Your output must match the records below character for character.

Referring expression pointing data:
════

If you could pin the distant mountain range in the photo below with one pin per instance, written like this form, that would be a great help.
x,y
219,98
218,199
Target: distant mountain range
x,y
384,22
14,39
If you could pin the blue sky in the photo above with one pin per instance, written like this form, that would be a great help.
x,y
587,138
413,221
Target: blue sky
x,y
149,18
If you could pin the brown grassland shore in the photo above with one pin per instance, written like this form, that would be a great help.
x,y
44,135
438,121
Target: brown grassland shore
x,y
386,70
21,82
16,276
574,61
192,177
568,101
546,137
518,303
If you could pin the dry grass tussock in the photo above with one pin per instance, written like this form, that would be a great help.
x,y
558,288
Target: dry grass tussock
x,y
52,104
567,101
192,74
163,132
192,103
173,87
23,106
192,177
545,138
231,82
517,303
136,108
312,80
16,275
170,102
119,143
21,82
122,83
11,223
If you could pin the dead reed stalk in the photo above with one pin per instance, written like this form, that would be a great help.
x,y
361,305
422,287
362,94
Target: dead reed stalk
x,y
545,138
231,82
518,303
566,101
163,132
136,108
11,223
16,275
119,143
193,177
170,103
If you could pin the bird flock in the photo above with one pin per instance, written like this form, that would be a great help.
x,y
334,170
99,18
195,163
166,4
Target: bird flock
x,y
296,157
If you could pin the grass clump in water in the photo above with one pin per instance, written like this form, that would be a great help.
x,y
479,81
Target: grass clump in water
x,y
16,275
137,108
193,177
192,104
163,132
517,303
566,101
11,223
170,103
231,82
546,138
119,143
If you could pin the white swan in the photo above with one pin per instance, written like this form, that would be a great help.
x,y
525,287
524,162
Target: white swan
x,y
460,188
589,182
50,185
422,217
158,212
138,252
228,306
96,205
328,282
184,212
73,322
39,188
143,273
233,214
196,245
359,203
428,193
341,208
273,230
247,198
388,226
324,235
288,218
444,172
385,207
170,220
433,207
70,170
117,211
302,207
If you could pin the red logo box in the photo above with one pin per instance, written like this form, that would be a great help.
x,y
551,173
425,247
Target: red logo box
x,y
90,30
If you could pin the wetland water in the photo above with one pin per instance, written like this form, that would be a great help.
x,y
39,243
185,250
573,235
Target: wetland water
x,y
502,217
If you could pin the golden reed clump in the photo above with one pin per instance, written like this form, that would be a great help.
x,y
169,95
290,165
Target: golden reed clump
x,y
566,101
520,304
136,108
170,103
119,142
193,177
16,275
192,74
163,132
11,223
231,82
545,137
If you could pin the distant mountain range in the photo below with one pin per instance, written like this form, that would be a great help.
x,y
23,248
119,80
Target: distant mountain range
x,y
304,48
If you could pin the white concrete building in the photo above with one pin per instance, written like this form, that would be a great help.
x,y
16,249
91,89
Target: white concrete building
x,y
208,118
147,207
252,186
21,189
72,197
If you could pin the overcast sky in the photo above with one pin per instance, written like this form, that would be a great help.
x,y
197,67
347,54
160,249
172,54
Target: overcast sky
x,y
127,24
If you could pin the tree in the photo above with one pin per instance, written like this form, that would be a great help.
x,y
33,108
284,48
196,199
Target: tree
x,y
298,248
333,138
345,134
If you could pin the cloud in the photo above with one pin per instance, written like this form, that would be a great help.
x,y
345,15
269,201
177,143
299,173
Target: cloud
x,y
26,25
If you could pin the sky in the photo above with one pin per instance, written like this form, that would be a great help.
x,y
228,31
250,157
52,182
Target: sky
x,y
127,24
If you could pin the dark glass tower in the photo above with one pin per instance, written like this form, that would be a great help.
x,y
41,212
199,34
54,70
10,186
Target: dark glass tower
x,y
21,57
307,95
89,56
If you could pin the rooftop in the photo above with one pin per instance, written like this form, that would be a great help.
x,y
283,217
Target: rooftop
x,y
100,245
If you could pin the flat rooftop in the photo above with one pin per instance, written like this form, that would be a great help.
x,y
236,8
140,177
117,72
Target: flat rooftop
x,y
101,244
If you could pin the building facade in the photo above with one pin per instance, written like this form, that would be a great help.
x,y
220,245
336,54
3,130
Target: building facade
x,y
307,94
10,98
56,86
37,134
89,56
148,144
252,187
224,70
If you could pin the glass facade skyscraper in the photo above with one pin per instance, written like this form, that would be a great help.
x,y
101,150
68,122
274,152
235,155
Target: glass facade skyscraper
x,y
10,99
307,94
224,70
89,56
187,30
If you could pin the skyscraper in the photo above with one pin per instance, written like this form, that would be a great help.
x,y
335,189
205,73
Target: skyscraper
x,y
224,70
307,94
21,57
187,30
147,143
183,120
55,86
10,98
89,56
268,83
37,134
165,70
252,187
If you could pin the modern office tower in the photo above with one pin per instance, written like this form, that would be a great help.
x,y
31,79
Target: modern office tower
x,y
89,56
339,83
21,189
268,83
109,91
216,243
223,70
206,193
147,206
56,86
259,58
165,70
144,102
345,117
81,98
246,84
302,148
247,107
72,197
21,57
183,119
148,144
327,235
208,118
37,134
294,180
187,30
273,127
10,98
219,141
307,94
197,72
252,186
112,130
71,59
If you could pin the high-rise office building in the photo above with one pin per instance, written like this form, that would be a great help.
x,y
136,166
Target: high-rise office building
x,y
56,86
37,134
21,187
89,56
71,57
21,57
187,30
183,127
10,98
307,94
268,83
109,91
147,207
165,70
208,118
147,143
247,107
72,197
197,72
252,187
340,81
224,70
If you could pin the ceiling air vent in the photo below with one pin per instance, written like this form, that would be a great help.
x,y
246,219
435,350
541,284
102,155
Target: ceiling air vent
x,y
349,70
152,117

════

Output of the exercise ::
If you could pin the distant mountain range in the photo below with one pin per instance, written like this form, that would be a great help.
x,y
219,98
218,199
Target: distant mountain range
x,y
384,22
14,39
If you could pin the blue sky in the photo above with one pin per instance, written like this form, that would be a great help.
x,y
587,138
413,221
Target: blue sky
x,y
149,18
If you could pin the brown grassland shore in the photo above with one pin per instance, written like this form, that would be a great help.
x,y
44,135
438,121
Target: brown grassland shore
x,y
386,70
21,82
16,276
574,61
192,177
568,101
546,137
518,303
If you could pin the dry grass tussock in the photo above with one pin per instance, written like this form, that would be a great help.
x,y
558,288
Target: dry grass tussock
x,y
52,104
567,101
192,74
163,132
192,103
173,87
23,106
192,177
545,138
231,82
517,303
136,108
312,80
16,275
170,102
119,143
21,82
122,83
11,223
If you could pin the dead reed stalk in the photo above with one pin per instance, written like this form, that would be a great help.
x,y
361,305
422,287
362,94
Target: dead reed stalk
x,y
545,138
231,82
518,303
566,101
163,132
136,108
11,223
16,275
119,143
193,177
170,103
If you could pin the bird flock in the photo above with one pin per instance, written like this form, that would be a great help.
x,y
334,170
99,18
195,163
166,4
Target: bird flock
x,y
296,157
If you could pin the grass clump in water in the photo above with one pin per instance, written like this form, that would be a great help.
x,y
479,81
Target: grass clump in water
x,y
16,275
137,108
193,177
192,104
163,132
517,303
566,101
11,223
170,103
231,82
546,138
119,143
If you could pin the white swan in the photo above with one pin per instance, written like this form, that would be a great help.
x,y
525,287
524,162
Target: white swan
x,y
460,188
589,182
50,185
422,217
158,212
138,252
228,306
96,205
328,282
184,212
73,322
39,188
143,273
233,214
196,245
359,203
428,193
341,208
273,230
247,198
388,226
324,235
288,218
444,172
385,207
170,220
433,207
70,170
117,211
302,207
If you could pin the red logo box in the photo above with one pin per instance, written like this form, that would be a great help.
x,y
551,173
425,247
Target: red logo box
x,y
90,30
If you could pin the wetland water in the photo above with one pin per instance, written like this form, that would be a great help.
x,y
39,243
185,250
573,235
Target: wetland water
x,y
502,217
If you could pin the golden reed clump in the photo above with one pin per instance, written like this form, that would be a great help.
x,y
169,95
290,165
Target: golden reed clump
x,y
566,101
520,304
136,108
170,103
119,142
193,177
16,275
192,74
163,132
11,223
231,82
545,137
If you could pin the distant mountain range in the photo below with one pin per instance, written like this form, that would be a great help.
x,y
23,248
119,80
Target: distant mountain range
x,y
304,48
If you could pin the white concrete building in the photo above with one pin per instance, written like this form, that would be a great help.
x,y
16,249
91,89
Target: white concrete building
x,y
208,118
147,207
252,186
21,189
72,197
If you could pin the overcast sky in the photo above with one pin per instance, written like this form, that would be a great help.
x,y
197,67
347,54
160,249
172,54
Target: overcast sky
x,y
127,24
If you could pin the tree in the photo above with one pin per instance, written like this form, that would be a great help.
x,y
33,108
284,48
196,199
Target: tree
x,y
298,248
333,138
345,134
If you could pin the cloud in the photo above with one pin per instance, written like this form, that would be a great help.
x,y
345,15
269,201
177,143
299,173
Target: cloud
x,y
26,25
If you could pin the sky in the photo above with one pin per instance, written like this form, that would be a great help.
x,y
228,31
250,157
52,182
Target: sky
x,y
127,24
If you could pin the dark glass tower in the photo above with one pin per instance, written like this form, that would be a great help.
x,y
41,212
199,34
54,70
10,186
Target: dark glass tower
x,y
21,57
307,95
89,56
If you could pin the rooftop in the photo above with one pin per instance, written like this form, that would be a great help.
x,y
283,217
Target: rooftop
x,y
100,245
If you could pin the flat rooftop in the photo above with one pin per instance, written like this form, that would be a great help.
x,y
236,8
140,177
117,72
Target: flat rooftop
x,y
101,244
If you could pin the building facade in the photo above with one pin per instance, written like this form, that would be a great help.
x,y
220,245
336,54
3,130
Target: building facade
x,y
307,94
10,98
56,86
37,134
89,56
148,144
252,187
224,70
If you could pin the glass facade skyscraper in the photo above with one pin per instance, written like this form, that would be a great help.
x,y
101,150
68,122
274,152
235,155
Target: glass facade skyscraper
x,y
10,99
307,94
224,70
89,56
187,30
If you could pin the skyscraper in the photo above with one pin per instance, written like this form, that would be a great help.
x,y
335,189
205,73
Target: skyscraper
x,y
224,70
307,94
21,57
187,30
147,143
183,120
55,86
10,98
89,56
268,83
37,134
165,70
252,187
If you could pin the modern office tower in the photo above with one pin per instance, written like this form, that would be a great help.
x,y
31,79
Target: modern office tower
x,y
89,56
339,83
21,189
268,83
109,91
216,243
223,70
206,193
147,206
56,86
259,58
165,70
144,102
345,117
81,98
246,84
302,148
247,107
72,197
21,57
183,119
148,144
327,235
208,118
37,134
294,180
187,30
273,127
10,98
219,141
307,94
197,72
252,186
112,130
71,59
If you could pin the high-rise office building in the photo above with one pin per instance, written like this form, that would be a great help.
x,y
136,166
Target: high-rise office building
x,y
56,86
37,134
21,187
89,56
71,57
21,57
187,30
183,127
10,98
307,94
268,83
109,91
147,207
165,70
208,118
147,143
247,107
72,197
197,72
252,187
340,81
224,70
If you could pin the ceiling air vent in the photo below with one pin per instance, written like this form, that would be a great help.
x,y
246,219
435,350
541,284
102,155
Target: ceiling air vent
x,y
349,70
152,117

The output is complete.